*WHAT NEEDS TO BE DONE*: Could you give the records below again exactly as they stand?

Records from a collection:
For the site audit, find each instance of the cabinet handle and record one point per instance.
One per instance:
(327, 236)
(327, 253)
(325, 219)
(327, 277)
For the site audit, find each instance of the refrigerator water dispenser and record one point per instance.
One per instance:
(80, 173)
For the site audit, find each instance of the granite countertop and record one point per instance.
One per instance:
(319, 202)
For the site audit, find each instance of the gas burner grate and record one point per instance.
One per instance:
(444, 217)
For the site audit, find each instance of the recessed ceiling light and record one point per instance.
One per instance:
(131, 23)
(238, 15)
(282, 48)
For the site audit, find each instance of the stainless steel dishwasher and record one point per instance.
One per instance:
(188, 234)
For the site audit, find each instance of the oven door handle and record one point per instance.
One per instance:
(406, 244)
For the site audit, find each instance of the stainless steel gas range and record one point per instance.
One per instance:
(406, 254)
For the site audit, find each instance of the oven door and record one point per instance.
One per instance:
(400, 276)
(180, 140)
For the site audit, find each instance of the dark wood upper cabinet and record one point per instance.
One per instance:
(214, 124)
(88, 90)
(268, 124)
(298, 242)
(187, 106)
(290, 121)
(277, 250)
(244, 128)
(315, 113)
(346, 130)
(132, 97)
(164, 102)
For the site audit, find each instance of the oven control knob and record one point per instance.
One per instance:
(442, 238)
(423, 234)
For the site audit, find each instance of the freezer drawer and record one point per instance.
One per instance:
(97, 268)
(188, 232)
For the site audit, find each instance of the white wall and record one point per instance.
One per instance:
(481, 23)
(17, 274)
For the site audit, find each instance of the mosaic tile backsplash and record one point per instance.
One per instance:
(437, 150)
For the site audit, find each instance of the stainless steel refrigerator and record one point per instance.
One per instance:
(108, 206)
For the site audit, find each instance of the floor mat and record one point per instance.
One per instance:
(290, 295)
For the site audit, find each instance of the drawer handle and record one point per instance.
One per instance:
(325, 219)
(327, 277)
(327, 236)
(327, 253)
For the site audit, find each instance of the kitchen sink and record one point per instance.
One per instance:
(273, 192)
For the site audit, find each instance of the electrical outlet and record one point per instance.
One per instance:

*WRITTEN SOLUTION*:
For the site audit, find each instance of the cabinet handle and record one point per instance.
One per instance:
(327, 236)
(327, 253)
(325, 219)
(327, 277)
For the site audit, find each instance of the refrigerator water dispenser and record one point per instance.
One per instance:
(80, 173)
For the site audit, find each instance of the granite countertop and record one point per instance.
One per instance:
(319, 202)
For the site audit, find each instance of the gas burner grate and record one point per instance.
One per instance:
(444, 217)
For the site audit, find each instance of the recessed ceiling light and record one point per instance.
One per instance:
(131, 23)
(238, 15)
(282, 48)
For the site audit, find each instance of the stainless steel dishwasher and record one point per instance.
One per instance:
(188, 234)
For the site audit, find each instance of the oven door handle and record one point per instance.
One per instance:
(406, 244)
For the site audit, find each instance of the stainless steel gas range and record one point per instance.
One per instance:
(406, 254)
For the site audit, find each instance of the oven door and record one point per instance.
One per instance:
(400, 276)
(180, 140)
For the site audit, find each instance of the dark wood upper cabinet and record one point per instance.
One per instance:
(214, 124)
(88, 90)
(268, 124)
(298, 242)
(187, 106)
(290, 121)
(277, 250)
(244, 128)
(315, 113)
(346, 130)
(132, 97)
(164, 102)
For the site audit, find each instance of the oven control knob and record one point per instance.
One per instance:
(442, 238)
(423, 234)
For the site audit, find each instance of the freezer drawer and record one point per instance.
One per instance:
(97, 268)
(188, 232)
For the site audit, find each instance of the white wall and record one point per instance.
One per instance:
(481, 23)
(17, 274)
For the site audit, find each instance of the mosaic tile backsplash and record one point per instance.
One per instance:
(437, 150)
For the site audit, find each instance of the stainless steel refrigerator and record one point per instance.
One per instance:
(108, 206)
For the site audit, find each instance of the floor mat and record one point per instance.
One per instance:
(290, 295)
For the site audit, find each instance of the drawer handle and record one point per instance.
One per instance:
(325, 219)
(327, 277)
(327, 236)
(327, 253)
For the site audit, find each instance of the kitchen sink and record one point per instance.
One per instance:
(273, 192)
For the site audit, find each instance of the electrical outlet and record one point per instance.
One per instance:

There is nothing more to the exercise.